# GIVEN TEXT:
_____

The best way to fight both tendencies is through mentorship. Find a mentor or mentors who can give you advice, but also hold you accountable. A good mentor will help you build a roadmap for your future that is attainable and rewarding. They should have the experience to know what moves the best for you will be, and what you can do every day to get there. Plus, if you meet with them regularly to talk about your journey, this alone will help you stay on track. The American Society of Training and Development (ASTD) did a study on accountability and found that you increase your chances of completing a goal by 65 percent if you make a commitment with someone else. And if you have a specific accountability appointment with a person you’ve committed, you will increase your chance of success by up to 95 percent.

_____

# SET OF TASKS:
[A] According to the mentorship passage, by how much does a specific accountability appointment with someone you've committed to raise your chance of success?
[B] List each thing the mentorship passage says a good mentor can do for you or should know.
[C] Pick up the mentorship passage after its last sentence and keep writing.

_____

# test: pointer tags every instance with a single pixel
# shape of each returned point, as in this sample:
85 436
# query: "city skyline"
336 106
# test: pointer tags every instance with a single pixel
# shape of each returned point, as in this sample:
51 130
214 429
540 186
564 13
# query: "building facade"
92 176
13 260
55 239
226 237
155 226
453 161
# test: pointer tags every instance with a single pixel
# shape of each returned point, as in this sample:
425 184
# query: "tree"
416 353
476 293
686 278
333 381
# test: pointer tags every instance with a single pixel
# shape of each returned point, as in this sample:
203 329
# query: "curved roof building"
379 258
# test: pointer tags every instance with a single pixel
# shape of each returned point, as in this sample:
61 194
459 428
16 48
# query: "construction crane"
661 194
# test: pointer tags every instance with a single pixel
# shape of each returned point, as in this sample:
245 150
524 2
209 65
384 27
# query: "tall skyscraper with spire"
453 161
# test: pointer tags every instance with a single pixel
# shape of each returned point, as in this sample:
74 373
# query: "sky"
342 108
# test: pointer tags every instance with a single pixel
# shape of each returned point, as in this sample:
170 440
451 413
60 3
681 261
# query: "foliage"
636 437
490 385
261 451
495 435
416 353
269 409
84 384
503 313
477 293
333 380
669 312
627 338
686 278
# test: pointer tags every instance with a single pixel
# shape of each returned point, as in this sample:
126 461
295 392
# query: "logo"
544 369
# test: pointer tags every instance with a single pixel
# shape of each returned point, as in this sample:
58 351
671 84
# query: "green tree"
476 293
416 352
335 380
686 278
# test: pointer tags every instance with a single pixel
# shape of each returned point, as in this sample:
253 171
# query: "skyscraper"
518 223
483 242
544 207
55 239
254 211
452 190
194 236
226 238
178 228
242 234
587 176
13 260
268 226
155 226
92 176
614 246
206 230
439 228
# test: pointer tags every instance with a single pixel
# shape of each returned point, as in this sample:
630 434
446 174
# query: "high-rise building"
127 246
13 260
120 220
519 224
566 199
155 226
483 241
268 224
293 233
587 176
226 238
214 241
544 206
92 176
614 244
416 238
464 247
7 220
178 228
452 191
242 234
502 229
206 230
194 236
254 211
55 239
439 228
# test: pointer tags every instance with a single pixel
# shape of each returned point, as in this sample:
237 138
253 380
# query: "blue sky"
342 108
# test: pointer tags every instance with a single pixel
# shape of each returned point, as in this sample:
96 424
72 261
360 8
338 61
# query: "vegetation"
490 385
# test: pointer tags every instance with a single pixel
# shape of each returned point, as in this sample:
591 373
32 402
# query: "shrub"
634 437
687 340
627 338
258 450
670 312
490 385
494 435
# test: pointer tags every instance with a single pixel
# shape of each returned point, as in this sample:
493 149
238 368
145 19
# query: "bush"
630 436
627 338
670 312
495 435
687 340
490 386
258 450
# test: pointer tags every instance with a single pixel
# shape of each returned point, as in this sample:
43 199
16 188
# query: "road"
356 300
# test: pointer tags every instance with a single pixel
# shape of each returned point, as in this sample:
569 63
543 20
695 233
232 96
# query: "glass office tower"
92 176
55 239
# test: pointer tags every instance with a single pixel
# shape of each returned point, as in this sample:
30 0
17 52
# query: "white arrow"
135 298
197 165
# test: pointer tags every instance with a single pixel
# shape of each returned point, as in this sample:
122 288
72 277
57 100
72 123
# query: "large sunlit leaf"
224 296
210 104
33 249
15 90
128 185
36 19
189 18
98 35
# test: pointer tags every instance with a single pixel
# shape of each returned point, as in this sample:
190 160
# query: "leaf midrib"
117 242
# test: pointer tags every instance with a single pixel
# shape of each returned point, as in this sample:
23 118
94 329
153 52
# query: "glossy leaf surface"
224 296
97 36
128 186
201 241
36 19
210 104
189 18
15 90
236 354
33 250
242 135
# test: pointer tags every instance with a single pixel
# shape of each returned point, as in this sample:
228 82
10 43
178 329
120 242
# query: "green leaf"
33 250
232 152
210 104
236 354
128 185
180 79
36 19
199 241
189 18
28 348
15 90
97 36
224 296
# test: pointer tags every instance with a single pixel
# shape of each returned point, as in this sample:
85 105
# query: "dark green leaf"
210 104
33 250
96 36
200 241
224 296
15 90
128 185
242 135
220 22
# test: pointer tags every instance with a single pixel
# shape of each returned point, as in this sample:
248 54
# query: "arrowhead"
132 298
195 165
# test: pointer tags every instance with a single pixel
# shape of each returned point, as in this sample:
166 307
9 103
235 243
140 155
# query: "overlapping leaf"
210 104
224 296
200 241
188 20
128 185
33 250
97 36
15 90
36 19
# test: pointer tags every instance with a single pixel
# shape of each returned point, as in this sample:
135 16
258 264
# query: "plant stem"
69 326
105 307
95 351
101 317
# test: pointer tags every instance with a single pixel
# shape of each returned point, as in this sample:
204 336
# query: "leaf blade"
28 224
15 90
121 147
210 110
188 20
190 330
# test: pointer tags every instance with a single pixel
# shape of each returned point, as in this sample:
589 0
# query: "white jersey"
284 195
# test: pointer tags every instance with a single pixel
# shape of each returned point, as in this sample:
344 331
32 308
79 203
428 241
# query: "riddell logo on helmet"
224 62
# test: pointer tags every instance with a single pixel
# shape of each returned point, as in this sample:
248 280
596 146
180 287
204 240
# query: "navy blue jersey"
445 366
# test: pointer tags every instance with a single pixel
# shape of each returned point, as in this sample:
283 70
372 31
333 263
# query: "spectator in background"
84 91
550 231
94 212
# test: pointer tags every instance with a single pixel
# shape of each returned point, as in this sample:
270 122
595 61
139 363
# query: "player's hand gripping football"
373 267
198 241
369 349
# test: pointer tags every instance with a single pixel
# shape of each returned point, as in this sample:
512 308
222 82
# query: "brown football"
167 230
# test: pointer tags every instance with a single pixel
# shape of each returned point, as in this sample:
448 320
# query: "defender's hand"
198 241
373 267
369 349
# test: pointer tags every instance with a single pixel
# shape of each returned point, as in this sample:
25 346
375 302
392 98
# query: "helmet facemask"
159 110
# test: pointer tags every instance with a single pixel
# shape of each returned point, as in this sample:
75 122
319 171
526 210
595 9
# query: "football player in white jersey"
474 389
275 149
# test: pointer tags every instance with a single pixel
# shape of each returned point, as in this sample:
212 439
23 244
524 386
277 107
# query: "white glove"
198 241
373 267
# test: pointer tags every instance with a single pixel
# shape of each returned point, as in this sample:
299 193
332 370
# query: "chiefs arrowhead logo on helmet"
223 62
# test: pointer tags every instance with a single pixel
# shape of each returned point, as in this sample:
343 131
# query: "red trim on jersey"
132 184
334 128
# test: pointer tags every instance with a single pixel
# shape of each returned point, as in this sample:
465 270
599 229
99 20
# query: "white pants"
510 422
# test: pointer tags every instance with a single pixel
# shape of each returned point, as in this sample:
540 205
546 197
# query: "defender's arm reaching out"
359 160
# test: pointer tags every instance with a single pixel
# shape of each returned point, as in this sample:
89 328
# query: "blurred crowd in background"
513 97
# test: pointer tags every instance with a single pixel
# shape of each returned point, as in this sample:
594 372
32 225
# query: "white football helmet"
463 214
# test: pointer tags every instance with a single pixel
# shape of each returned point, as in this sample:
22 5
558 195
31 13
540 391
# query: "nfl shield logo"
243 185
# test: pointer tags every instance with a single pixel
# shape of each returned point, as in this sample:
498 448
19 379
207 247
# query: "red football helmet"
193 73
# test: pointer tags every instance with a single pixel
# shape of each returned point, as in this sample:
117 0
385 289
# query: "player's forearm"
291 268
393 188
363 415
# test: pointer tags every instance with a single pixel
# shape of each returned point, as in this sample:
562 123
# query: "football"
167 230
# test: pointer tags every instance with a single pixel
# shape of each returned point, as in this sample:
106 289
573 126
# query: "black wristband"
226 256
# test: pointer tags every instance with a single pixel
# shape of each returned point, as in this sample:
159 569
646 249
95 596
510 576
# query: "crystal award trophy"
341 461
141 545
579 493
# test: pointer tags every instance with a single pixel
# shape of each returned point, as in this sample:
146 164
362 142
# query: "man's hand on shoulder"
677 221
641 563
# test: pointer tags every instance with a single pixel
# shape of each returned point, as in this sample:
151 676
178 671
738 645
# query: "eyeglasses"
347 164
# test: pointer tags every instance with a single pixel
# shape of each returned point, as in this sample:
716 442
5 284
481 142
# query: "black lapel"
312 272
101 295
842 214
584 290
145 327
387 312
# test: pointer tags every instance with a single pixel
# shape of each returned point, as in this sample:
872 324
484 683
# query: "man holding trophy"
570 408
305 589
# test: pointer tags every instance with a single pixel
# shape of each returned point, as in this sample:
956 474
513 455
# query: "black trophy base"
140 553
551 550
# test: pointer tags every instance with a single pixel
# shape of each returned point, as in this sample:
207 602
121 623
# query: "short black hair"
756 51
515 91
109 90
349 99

_____

# RESPONSE LIST:
[A] Up to 95 percent.

[B]
- Give you advice
- Hold you accountable
- Help you build an attainable and rewarding roadmap for your future
- Know what moves will be best for you
- Know what you can do every day to get there

[C]
Give Yourself a Break
It could be that all you need to do to shake stagnation is to get away for a little while. According to a 2017 Project Time Off study, 52 percent of American workers had unused vacation days at the end of the year. You may think that your bank of PTO makes you a more dedicated professional, but not taking time away might actually be hurting your performance. Take a vacation or spend time with your family—the change of scenery will break up your day-to-day routine. Just make sure you unplug as much as possible! If you are spending time with your family, commit to doing just that. Check yourself if you are bothered by the urge to log into your email more than is absolutely necessary. That way, you can rest and come back to your job refreshed and ready for action.